━━━━━ Entries provided

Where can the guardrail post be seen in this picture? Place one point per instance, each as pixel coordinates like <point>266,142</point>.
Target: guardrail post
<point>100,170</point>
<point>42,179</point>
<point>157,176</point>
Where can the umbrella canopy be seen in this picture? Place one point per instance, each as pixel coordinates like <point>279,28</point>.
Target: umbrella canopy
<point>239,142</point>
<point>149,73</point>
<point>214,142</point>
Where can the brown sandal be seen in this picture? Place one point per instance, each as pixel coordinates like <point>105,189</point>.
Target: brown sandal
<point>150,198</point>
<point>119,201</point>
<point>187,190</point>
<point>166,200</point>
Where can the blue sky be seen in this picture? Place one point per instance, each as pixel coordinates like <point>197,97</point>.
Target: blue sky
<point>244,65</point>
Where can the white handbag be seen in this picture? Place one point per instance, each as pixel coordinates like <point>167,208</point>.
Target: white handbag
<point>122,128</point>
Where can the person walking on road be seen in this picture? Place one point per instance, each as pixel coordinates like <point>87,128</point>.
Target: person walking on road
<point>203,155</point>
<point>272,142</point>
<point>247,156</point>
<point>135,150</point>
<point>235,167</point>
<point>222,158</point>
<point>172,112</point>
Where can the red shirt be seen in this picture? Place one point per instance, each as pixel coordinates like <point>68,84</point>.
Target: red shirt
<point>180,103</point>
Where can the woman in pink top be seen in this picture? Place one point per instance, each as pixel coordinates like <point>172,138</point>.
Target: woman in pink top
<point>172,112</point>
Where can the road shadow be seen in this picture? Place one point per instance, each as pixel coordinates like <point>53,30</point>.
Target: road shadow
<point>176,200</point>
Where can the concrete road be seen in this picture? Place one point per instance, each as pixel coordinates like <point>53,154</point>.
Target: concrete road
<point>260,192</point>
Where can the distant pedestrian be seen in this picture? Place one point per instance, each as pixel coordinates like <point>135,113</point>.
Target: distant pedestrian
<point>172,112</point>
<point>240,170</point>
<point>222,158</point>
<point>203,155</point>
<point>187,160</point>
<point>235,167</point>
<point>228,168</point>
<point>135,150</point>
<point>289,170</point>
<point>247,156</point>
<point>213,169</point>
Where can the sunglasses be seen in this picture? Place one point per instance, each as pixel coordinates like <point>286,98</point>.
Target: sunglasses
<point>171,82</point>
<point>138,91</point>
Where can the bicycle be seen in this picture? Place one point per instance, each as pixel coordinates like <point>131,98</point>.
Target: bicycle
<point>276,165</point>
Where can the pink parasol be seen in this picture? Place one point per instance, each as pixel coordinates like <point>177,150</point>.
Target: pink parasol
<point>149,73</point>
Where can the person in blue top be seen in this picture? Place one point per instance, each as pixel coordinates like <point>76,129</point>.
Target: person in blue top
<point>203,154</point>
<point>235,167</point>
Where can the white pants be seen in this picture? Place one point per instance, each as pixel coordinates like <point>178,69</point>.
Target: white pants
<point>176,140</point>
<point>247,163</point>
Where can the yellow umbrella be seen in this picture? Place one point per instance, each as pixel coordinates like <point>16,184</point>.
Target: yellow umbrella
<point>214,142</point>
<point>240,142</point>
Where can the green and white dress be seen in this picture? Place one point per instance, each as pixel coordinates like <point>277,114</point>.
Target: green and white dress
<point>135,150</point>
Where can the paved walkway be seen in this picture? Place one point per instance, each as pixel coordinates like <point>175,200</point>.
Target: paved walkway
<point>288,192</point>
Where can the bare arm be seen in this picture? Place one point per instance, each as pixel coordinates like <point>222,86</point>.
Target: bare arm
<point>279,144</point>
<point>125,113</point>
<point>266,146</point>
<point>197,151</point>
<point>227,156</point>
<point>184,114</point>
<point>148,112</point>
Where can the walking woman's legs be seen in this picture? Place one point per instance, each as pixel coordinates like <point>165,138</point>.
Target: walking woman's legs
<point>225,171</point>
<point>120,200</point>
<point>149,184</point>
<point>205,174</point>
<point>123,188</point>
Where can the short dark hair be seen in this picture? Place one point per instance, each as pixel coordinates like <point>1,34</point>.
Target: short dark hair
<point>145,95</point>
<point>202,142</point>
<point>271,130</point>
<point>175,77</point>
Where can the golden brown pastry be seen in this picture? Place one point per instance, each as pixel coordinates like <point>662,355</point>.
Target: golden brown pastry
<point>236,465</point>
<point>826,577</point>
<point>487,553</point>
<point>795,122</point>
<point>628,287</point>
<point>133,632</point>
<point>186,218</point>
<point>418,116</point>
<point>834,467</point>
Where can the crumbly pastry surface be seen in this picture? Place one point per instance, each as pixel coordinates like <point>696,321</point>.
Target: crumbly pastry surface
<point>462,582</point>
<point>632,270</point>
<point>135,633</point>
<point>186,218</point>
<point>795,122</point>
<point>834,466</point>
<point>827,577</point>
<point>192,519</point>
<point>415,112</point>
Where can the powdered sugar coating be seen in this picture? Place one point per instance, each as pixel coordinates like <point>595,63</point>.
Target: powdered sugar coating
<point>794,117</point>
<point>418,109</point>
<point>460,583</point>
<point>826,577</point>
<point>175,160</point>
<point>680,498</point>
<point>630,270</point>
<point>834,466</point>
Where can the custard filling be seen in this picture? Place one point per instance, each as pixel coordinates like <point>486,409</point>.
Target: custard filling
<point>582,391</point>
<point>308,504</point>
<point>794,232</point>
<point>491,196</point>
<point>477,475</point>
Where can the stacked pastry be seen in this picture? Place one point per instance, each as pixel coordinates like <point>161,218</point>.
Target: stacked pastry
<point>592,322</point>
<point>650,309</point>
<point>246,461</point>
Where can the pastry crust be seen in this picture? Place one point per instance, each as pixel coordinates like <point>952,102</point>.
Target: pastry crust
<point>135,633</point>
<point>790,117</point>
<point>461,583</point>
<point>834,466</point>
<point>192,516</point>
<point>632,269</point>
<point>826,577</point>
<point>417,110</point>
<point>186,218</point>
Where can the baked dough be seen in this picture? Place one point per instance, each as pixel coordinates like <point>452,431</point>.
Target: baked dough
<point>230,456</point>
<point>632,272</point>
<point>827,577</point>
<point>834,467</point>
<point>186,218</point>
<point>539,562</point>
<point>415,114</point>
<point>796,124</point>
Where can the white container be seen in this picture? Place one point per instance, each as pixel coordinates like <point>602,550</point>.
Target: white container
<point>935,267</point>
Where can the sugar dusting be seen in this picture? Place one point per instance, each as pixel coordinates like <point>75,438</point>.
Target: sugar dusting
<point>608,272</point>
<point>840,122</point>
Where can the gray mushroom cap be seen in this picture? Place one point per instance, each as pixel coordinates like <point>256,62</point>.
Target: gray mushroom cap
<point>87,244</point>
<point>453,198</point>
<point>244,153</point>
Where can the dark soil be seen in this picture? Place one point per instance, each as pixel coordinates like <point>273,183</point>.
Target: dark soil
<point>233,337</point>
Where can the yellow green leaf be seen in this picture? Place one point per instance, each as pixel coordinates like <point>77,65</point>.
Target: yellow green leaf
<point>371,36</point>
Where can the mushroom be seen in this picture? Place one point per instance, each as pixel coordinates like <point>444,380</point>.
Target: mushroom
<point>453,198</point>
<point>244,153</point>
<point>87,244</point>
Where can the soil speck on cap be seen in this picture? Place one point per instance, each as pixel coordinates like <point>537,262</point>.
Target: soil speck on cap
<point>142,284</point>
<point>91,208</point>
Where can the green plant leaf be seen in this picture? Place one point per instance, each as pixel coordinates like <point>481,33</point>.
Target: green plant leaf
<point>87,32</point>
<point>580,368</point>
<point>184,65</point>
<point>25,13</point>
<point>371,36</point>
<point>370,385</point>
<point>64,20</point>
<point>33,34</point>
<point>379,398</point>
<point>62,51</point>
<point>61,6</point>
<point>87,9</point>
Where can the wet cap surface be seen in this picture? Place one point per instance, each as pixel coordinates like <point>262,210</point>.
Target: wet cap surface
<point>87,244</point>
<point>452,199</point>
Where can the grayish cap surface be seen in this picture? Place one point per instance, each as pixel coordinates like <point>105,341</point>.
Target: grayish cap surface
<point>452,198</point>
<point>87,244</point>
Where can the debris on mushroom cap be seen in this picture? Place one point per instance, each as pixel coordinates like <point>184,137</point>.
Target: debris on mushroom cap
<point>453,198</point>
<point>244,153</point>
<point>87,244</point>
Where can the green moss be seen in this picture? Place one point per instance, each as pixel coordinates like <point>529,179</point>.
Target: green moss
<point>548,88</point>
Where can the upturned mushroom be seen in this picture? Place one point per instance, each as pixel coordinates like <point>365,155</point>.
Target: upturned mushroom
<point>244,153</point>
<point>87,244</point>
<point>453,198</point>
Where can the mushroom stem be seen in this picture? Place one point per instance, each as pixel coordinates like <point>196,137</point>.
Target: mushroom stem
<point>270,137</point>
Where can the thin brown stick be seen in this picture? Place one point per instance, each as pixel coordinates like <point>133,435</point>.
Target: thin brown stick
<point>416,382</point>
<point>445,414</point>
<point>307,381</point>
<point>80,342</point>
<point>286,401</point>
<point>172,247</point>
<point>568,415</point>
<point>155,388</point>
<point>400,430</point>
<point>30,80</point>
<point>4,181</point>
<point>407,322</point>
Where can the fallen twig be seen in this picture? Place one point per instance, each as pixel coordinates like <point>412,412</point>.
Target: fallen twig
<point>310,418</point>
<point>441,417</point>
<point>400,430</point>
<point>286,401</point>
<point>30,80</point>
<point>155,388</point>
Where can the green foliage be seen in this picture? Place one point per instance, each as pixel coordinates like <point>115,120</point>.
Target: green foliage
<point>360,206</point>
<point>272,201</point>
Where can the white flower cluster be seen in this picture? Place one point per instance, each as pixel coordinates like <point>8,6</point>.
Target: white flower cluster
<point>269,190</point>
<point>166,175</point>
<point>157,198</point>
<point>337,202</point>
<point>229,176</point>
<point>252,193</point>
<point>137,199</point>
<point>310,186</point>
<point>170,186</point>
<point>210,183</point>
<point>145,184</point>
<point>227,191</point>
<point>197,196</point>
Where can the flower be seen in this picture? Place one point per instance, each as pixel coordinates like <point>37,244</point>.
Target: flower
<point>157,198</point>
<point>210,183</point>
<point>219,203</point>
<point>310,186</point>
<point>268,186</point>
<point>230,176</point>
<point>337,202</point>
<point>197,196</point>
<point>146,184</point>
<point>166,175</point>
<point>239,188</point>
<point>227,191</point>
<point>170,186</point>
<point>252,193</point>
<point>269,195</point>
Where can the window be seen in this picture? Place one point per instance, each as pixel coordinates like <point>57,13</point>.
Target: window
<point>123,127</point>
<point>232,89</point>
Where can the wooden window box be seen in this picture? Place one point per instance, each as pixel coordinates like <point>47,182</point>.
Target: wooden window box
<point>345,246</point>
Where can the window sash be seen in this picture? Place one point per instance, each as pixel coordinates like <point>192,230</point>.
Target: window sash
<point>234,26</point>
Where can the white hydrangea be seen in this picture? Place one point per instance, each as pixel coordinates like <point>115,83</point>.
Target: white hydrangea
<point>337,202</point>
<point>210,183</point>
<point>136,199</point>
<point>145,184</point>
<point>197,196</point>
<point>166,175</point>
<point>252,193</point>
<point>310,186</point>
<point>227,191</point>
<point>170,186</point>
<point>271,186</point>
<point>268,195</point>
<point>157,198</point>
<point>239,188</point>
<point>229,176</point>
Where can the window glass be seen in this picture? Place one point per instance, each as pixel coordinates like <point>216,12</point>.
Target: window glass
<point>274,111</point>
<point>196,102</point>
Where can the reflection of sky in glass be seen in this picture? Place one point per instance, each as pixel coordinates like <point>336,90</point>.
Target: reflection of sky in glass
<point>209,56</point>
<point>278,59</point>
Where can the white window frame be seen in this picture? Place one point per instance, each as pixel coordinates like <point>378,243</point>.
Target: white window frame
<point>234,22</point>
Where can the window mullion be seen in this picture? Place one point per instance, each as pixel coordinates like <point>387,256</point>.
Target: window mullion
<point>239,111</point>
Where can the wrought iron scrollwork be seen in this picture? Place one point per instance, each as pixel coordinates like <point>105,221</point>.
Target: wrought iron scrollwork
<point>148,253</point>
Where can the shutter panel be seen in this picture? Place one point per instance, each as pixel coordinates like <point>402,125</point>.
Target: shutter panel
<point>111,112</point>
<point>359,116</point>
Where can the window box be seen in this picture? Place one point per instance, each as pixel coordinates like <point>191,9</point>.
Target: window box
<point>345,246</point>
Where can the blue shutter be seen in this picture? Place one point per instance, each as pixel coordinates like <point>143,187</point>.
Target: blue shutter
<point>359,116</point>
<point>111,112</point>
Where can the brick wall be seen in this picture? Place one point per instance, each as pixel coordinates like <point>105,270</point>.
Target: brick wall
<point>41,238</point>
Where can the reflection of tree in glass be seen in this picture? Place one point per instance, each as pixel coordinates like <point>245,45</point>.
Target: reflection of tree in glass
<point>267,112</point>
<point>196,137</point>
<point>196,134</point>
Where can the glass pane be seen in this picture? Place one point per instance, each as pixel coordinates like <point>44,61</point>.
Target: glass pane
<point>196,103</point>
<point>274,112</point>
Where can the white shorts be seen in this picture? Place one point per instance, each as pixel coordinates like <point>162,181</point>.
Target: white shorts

━━━━━━━━━━

(Exercise)
Lay out the material as a Markdown table with the columns Row and Line, starting at its first line and ending at the line that contains "<point>260,192</point>". Number each row and leave out blank lines.

(Solution to this problem)
| Row | Line |
|---|---|
| 1 | Where can the guardrail post be seen in this picture? Place one point per instance, each as pixel coordinates like <point>266,142</point>. |
| 2 | Target: guardrail post |
| 3 | <point>100,170</point> |
| 4 | <point>42,179</point> |
| 5 | <point>157,176</point> |
| 6 | Where can the umbrella canopy be seen in this picture? Place one point per instance, each as pixel coordinates like <point>279,28</point>. |
| 7 | Target: umbrella canopy |
| 8 | <point>239,142</point> |
| 9 | <point>149,73</point> |
| 10 | <point>214,142</point> |
| 11 | Where can the brown sandal be seen in this picture? Place one point per instance, each as pixel coordinates like <point>105,189</point>. |
| 12 | Target: brown sandal |
| 13 | <point>150,198</point> |
| 14 | <point>119,201</point> |
| 15 | <point>187,190</point> |
| 16 | <point>166,200</point> |
| 17 | Where can the blue sky be seen in this picture? Place one point per instance, each as pixel coordinates like <point>197,97</point>. |
| 18 | Target: blue sky |
| 19 | <point>244,65</point> |
| 20 | Where can the white handbag be seen in this picture? Place one point per instance, each as pixel coordinates like <point>167,208</point>. |
| 21 | Target: white handbag |
| 22 | <point>122,128</point> |
| 23 | Where can the person walking on road be seen in this picture? Place one point per instance, each as pixel coordinates like <point>87,128</point>. |
| 24 | Target: person walking on road |
| 25 | <point>203,155</point> |
| 26 | <point>272,142</point> |
| 27 | <point>247,156</point> |
| 28 | <point>135,150</point> |
| 29 | <point>235,167</point> |
| 30 | <point>222,158</point> |
| 31 | <point>172,112</point> |
| 32 | Where can the red shirt be seen in this picture? Place one point per instance, each as pixel coordinates like <point>68,84</point>. |
| 33 | Target: red shirt |
| 34 | <point>180,103</point> |
| 35 | Where can the woman in pink top be seen in this picture? Place one point per instance, each as pixel coordinates like <point>172,138</point>. |
| 36 | Target: woman in pink top |
| 37 | <point>172,112</point> |
| 38 | Where can the road shadow be seen in this picture? Place one point per instance, each as pixel coordinates like <point>53,30</point>. |
| 39 | Target: road shadow |
| 40 | <point>176,200</point> |
| 41 | Where can the concrete road be seen in this picture? Place one point per instance, each as pixel coordinates like <point>53,154</point>. |
| 42 | Target: concrete road |
| 43 | <point>260,192</point> |